The fact of dismissal was not in dispute. The fact that the Respondent was aware of the Complainant’s pregnancy was not in dispute.
I was presented with what can only be only described as a most judgemental letter from the Respondent setting out the grounds for the termination of the Complainant’s employment. The Respondent attempted to separate his reasons for dismissal from the Complainant’s pregnancy. With the benefit of hindsight, the Respondent himself admits that the letter was naively written. That being said, it was not written in the heat of the moment. It was written some nine weeks after the Complainant had notified him of her pregnancy and his first reaction to her disclosure. The Complainant had no obligation to disclose her pregnancy to the Respondent when she applied for a job. Reading his letter on an objective basis, I cannot agree with any of his submissions. Therefore, in all aspects, I prefer the evidence of the Complainant.
The Respondent claimed that it was not the pregnancy, but the deception and the acts and words used to achieve it that was the issue. I find that you cannot separate the two. It is clear that reason for the Complainant’s dismissal was related to her pregnancy.
━━━━
**Directions for this task**
List every conclusion the writer of the dismissal decision states in the first person. The rows that come next have no connection to the dismissal decision.

**Record set**
━━━━
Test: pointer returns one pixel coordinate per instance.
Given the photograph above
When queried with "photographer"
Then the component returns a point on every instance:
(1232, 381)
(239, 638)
━━━━
**Reply to the task**
- The writer cannot agree with any of the Respondent's submissions.
- The writer prefers the evidence of the Complainant in all aspects.
- The writer finds that the pregnancy and the deception cannot be separated.